Arguably, the ARK Innovation ETF (ARKK) was a leading indicator for the market during the pandemic bubble and then bust. And now ARKK—as well as the Nasdaq 100 (QQQ)—are now showing signs of strength from a technical standpoint. For starters, each of these two bellwethers (purple) have now broken above their 50-day moving averages (orange), while the S&P (SPY) and Dow (DIA) haven’t yet.
Without question, the economy is facing significant challenges right now with high inflation and the fed’s increasing interest rate trajectory. However, the market is generally considering more forward looking than the economy, and seeing leaders (such as QQQ and ARKK) breaking above resistance is one indication of growing strength to stir into your pot. We believe markets are eventually going higher, and that buying when prices are lower (for example right now versus the start of the year) is more attractive.
For a little more perspective, here is a look at current BBB-rated corporate credit spreads. This is basically the interest rate on BBB bonds minus the 10-year treasury yield, and it is an indication of risk in the market.

#####

Exercise requirements -
1. According to the market commentary, which two bellwethers have broken above their 50-day moving averages?
2. Quote the market commentary from "Arguably, the ARK" to "(DIA) haven’t yet.".
The items come from a separate source, not from the market commentary.

[Collected data]
#####

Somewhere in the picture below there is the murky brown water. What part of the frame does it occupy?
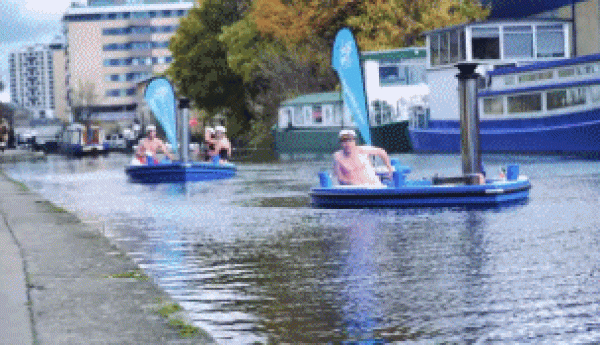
[5,155,600,344]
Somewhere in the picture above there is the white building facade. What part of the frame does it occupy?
[9,44,55,119]
[63,1,194,123]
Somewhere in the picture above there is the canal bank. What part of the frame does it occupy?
[0,173,213,344]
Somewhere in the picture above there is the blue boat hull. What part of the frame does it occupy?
[409,110,600,156]
[125,162,237,183]
[310,179,531,208]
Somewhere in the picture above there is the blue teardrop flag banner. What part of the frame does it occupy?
[144,77,177,151]
[331,28,371,145]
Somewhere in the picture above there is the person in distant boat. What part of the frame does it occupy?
[135,125,173,164]
[205,126,231,163]
[204,127,215,162]
[333,129,394,186]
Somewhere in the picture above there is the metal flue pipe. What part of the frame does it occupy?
[456,63,482,176]
[179,98,190,164]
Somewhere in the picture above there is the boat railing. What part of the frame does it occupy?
[409,105,430,129]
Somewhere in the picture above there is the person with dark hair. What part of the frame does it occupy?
[333,129,394,187]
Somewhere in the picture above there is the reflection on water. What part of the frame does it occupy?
[6,155,600,344]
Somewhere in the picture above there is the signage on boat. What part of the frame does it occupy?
[144,77,178,151]
[331,28,371,145]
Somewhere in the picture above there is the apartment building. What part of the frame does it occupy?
[63,0,194,123]
[8,44,60,119]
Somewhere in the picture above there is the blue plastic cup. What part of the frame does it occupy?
[506,164,519,181]
[319,171,332,188]
[392,165,405,188]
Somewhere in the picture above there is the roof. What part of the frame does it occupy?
[360,47,427,60]
[423,18,571,35]
[481,0,585,19]
[281,91,342,106]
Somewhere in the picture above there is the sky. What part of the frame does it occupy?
[0,0,79,102]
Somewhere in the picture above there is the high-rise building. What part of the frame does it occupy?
[88,0,190,6]
[63,0,194,122]
[8,44,64,119]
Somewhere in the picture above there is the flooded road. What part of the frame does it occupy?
[4,154,600,344]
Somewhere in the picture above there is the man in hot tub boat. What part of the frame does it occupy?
[132,125,173,165]
[333,129,394,187]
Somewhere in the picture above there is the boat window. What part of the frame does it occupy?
[294,108,304,126]
[546,87,585,110]
[302,106,312,125]
[371,100,392,125]
[483,97,504,115]
[508,93,542,113]
[518,71,553,83]
[440,32,450,65]
[458,30,467,60]
[504,25,533,59]
[472,27,500,60]
[323,104,338,126]
[558,67,575,78]
[450,30,461,63]
[537,25,565,58]
[590,85,600,103]
[406,65,427,85]
[313,105,323,124]
[577,63,600,75]
[429,34,440,66]
[379,65,408,86]
[504,75,517,85]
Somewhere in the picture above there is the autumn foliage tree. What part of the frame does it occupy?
[171,0,489,144]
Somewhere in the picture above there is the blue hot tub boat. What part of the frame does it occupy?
[316,29,531,208]
[125,162,237,183]
[309,165,531,208]
[125,77,237,183]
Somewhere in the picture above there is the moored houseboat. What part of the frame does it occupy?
[409,19,600,153]
[360,47,429,153]
[58,123,108,156]
[274,92,355,159]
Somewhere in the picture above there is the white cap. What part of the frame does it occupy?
[338,129,356,139]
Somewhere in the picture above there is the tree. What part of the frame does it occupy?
[167,0,250,138]
[69,80,98,125]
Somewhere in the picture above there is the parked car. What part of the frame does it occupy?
[105,133,127,151]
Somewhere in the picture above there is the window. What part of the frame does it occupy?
[590,85,600,103]
[450,30,463,63]
[537,25,565,58]
[133,12,150,19]
[371,100,392,125]
[406,65,427,85]
[302,106,312,125]
[106,89,121,97]
[508,93,542,113]
[546,88,585,110]
[472,27,500,60]
[429,34,440,66]
[440,32,450,65]
[313,105,323,124]
[379,65,407,86]
[294,107,304,125]
[504,25,533,59]
[483,97,504,115]
[518,71,553,83]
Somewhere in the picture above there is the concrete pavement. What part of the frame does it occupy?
[0,174,213,345]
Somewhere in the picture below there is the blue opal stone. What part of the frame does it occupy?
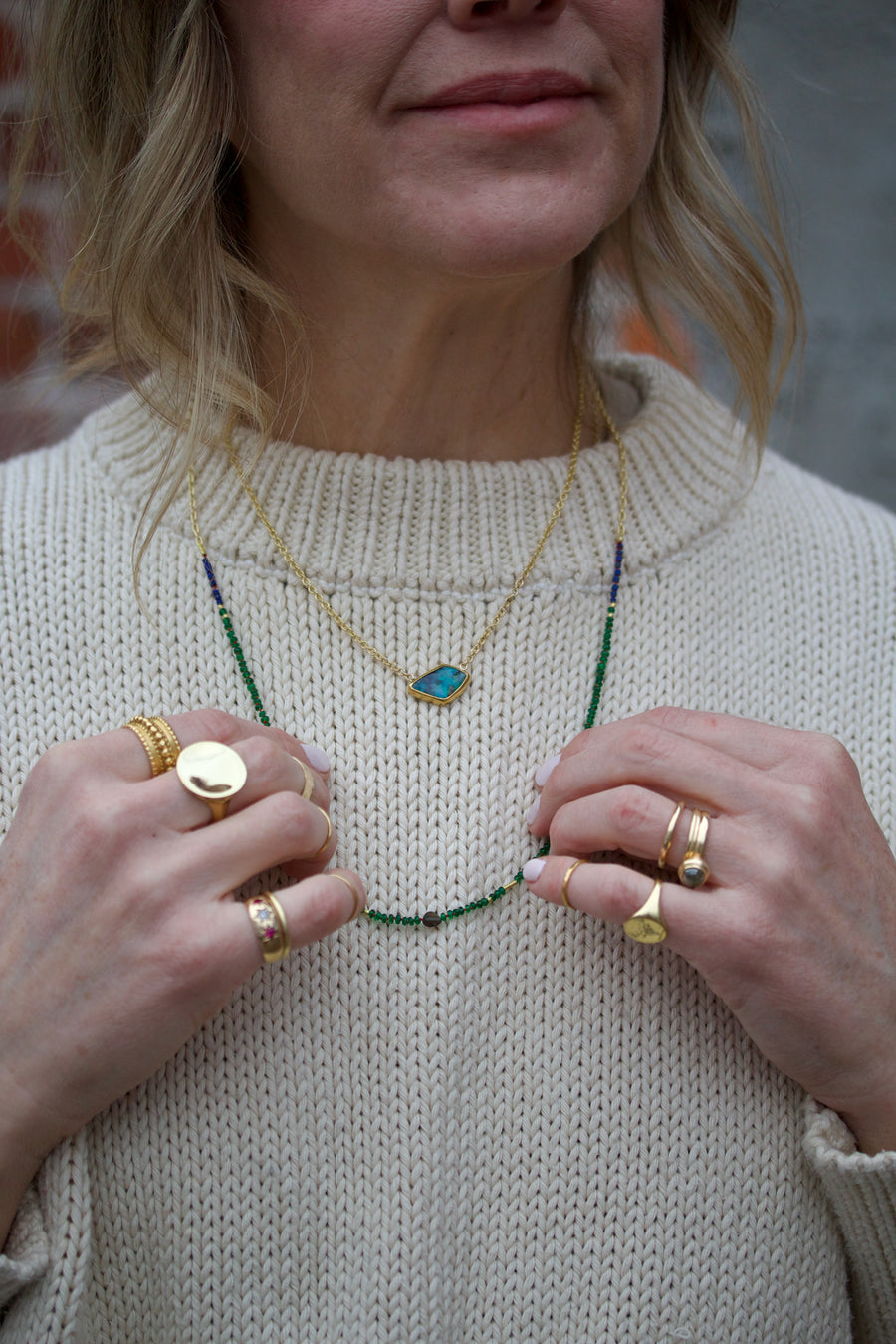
[408,663,470,704]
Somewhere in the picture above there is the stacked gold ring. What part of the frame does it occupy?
[124,714,180,780]
[243,891,289,963]
[657,802,685,868]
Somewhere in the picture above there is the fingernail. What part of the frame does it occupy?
[303,742,330,775]
[535,752,560,788]
[523,859,549,882]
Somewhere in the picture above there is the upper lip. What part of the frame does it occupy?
[418,70,591,108]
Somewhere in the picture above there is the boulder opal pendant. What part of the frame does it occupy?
[408,663,470,704]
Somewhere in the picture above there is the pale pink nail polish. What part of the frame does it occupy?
[303,742,330,775]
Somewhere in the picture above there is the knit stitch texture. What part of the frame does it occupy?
[0,360,896,1344]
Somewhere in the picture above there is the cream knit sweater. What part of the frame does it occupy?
[0,360,896,1344]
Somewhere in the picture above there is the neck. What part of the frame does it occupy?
[254,258,588,461]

#####

Answers to this exercise -
1. The ARK Innovation ETF (ARKK) and the Nasdaq 100 (QQQ).

2.
Arguably, the ARK Innovation ETF (ARKK) was a leading indicator for the market during the pandemic bubble and then bust. And now ARKK—as well as the Nasdaq 100 (QQQ)—are now showing signs of strength from a technical standpoint. For starters, each of these two bellwethers (purple) have now broken above their 50-day moving averages (orange), while the S&P (SPY) and Dow (DIA) haven’t yet.